### Your goal
Repeat exactly the lines from the line containing "Where can the serrated" through the last line of the records below, inclusive, and nothing else.

### Dataset rows
-- -- --

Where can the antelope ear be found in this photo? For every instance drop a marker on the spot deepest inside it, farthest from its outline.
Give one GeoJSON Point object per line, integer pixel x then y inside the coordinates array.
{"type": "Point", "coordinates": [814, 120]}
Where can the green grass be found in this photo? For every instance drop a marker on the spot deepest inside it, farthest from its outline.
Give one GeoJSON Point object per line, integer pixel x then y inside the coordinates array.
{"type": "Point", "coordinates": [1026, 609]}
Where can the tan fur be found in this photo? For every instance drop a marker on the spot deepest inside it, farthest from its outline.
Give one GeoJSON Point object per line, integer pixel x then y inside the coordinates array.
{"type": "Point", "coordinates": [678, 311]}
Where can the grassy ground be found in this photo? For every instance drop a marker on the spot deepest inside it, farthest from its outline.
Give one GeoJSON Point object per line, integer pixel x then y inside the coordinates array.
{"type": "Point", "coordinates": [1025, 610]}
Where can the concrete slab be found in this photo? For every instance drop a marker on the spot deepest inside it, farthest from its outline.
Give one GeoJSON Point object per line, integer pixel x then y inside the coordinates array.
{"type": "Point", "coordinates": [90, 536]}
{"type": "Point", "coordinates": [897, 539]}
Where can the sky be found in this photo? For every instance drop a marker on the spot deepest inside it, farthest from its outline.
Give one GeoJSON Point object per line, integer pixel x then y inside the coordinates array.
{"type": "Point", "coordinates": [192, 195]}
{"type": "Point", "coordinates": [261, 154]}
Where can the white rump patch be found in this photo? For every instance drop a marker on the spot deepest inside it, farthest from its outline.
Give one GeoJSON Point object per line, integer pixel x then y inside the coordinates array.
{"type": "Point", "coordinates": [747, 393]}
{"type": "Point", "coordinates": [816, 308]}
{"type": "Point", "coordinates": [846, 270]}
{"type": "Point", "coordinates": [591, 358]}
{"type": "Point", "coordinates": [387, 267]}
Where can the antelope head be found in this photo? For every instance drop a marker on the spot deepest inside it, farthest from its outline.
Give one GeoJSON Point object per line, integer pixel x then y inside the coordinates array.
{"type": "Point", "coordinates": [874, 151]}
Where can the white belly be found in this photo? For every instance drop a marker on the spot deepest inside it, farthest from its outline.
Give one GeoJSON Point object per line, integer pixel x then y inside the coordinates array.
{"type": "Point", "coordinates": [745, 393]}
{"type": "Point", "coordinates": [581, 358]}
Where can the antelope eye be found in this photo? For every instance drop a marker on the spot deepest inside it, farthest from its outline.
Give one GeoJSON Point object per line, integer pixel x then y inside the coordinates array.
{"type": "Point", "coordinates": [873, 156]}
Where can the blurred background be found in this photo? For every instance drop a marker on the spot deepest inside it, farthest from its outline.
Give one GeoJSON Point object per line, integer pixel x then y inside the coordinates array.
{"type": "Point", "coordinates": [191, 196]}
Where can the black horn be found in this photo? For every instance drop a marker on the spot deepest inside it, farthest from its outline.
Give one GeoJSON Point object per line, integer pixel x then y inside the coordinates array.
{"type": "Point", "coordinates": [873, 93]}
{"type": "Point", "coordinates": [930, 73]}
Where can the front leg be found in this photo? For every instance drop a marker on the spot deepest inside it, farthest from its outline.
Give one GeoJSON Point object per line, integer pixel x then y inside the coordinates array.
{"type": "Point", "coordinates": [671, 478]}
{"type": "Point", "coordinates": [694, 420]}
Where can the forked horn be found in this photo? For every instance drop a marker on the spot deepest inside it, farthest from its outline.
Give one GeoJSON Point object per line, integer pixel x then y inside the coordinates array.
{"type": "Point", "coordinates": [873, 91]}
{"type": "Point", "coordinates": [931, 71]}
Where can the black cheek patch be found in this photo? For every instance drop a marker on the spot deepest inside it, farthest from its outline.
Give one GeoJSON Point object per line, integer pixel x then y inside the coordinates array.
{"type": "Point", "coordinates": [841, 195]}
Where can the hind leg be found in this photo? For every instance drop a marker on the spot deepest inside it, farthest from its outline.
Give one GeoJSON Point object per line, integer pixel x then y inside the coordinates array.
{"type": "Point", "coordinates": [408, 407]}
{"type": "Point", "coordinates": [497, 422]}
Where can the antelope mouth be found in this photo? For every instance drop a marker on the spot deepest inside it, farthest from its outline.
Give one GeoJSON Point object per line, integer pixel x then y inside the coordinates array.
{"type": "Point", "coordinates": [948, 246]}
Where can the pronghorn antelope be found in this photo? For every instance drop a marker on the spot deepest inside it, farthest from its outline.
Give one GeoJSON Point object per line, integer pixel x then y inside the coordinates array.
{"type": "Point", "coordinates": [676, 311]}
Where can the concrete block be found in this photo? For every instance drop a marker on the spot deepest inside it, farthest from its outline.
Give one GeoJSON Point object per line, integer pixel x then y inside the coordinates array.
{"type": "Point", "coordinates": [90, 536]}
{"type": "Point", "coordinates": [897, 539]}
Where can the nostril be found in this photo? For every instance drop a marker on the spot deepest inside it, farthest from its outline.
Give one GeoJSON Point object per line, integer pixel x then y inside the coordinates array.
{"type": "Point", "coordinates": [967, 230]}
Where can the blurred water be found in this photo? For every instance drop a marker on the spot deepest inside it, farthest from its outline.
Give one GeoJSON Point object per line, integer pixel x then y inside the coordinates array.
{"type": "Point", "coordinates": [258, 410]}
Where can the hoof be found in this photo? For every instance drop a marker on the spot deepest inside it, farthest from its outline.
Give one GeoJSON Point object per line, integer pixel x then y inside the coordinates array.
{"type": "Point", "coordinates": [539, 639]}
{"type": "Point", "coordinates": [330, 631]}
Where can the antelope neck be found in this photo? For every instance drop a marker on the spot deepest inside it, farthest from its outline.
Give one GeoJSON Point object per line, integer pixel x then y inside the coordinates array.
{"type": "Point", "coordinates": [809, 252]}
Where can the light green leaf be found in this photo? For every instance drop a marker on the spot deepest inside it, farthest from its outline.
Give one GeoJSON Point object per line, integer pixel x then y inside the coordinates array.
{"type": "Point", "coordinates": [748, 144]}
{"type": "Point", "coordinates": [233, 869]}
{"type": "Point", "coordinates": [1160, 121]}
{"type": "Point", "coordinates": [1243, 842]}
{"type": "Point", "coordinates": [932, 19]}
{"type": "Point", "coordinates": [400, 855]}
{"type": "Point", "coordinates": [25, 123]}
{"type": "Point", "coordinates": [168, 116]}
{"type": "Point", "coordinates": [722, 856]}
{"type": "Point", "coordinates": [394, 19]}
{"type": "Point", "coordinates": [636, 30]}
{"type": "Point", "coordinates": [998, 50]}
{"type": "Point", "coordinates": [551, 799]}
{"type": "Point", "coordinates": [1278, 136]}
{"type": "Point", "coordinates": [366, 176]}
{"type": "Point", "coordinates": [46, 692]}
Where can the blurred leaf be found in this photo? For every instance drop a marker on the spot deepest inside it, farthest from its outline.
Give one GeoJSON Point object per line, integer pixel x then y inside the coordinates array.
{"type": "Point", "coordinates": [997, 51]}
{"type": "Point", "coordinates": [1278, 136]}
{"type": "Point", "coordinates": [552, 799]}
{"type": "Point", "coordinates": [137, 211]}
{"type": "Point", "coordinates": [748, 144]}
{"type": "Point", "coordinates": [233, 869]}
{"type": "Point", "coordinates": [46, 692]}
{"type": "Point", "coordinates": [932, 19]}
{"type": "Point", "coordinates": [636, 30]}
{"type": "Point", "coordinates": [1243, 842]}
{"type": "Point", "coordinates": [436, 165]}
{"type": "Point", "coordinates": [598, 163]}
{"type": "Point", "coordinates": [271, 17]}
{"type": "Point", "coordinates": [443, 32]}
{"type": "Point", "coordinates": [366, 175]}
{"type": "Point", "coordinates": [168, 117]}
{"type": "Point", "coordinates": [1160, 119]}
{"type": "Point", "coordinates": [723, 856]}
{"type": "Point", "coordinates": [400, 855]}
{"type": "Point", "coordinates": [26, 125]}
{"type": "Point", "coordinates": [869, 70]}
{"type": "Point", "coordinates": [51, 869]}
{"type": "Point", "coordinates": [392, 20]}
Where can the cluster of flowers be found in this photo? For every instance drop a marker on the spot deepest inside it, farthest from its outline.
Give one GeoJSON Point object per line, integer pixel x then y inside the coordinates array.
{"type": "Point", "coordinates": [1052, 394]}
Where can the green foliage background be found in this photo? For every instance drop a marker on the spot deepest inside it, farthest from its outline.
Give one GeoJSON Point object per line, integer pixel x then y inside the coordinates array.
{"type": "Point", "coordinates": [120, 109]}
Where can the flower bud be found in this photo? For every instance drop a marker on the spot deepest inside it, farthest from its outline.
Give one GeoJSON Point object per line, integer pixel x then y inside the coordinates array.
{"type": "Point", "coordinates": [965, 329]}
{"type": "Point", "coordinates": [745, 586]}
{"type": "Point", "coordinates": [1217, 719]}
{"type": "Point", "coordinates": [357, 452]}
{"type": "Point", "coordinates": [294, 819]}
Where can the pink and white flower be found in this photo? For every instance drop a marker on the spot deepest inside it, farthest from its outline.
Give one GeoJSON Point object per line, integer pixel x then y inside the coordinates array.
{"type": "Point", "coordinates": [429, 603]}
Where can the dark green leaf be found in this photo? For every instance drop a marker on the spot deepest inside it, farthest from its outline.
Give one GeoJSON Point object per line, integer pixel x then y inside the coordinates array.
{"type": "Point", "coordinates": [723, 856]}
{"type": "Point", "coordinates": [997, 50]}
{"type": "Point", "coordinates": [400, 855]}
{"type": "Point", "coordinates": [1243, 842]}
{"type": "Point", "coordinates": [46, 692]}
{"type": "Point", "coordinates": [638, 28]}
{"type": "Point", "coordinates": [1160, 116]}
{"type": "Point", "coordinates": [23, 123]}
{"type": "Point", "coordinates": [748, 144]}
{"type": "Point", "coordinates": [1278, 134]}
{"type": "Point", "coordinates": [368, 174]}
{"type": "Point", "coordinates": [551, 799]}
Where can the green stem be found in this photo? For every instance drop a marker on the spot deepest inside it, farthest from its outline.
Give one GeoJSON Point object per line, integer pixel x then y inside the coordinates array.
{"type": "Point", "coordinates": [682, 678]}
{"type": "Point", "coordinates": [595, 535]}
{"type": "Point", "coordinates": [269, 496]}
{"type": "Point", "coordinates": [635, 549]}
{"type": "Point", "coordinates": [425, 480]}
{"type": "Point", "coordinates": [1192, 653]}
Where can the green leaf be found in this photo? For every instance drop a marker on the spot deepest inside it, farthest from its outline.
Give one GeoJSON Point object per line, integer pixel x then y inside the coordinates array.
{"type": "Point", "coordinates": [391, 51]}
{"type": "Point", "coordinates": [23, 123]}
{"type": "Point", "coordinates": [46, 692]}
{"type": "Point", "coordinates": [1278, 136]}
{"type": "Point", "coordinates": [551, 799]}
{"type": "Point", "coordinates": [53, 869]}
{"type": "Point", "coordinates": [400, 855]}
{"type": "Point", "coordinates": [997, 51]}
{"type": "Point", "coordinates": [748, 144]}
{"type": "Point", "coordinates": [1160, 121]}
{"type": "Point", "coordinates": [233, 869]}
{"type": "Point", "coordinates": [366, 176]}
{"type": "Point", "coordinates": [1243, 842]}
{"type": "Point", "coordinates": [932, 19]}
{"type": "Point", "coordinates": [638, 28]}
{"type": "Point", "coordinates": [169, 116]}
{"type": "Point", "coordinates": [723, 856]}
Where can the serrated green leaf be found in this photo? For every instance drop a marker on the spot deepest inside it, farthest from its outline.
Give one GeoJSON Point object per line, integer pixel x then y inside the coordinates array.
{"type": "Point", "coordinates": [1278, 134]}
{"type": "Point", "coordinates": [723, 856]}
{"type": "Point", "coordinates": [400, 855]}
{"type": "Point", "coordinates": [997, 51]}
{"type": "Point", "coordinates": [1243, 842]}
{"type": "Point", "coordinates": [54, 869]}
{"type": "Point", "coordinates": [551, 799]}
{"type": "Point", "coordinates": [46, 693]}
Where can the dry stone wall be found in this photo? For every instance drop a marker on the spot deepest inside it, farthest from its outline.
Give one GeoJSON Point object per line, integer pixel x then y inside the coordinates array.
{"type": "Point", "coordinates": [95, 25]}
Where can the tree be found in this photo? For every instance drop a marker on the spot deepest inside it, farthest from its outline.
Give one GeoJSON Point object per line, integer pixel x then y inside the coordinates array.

-- -- --

### Answer to this task
Where can the serrated green leaf be found in this photo? For every instance drop a marker on the spot deepest inside it, farthest from its outline.
Give one GeoJSON Point object per line, integer pixel x then y inside the coordinates array.
{"type": "Point", "coordinates": [1278, 134]}
{"type": "Point", "coordinates": [723, 856]}
{"type": "Point", "coordinates": [400, 855]}
{"type": "Point", "coordinates": [997, 51]}
{"type": "Point", "coordinates": [1243, 842]}
{"type": "Point", "coordinates": [54, 869]}
{"type": "Point", "coordinates": [551, 799]}
{"type": "Point", "coordinates": [46, 693]}
Where can the dry stone wall be found in this photo? For every instance drop a marker on the spot deepest inside it, farthest from its outline.
Give one GeoJSON Point object per line, integer pixel x then y inside the coordinates array.
{"type": "Point", "coordinates": [95, 25]}
Where can the tree be found in this photo? For every instance drop a marker on the spot deepest inside it, farthest from its outline.
Give one GeoJSON Point object per line, integer pixel x then y inside the coordinates array.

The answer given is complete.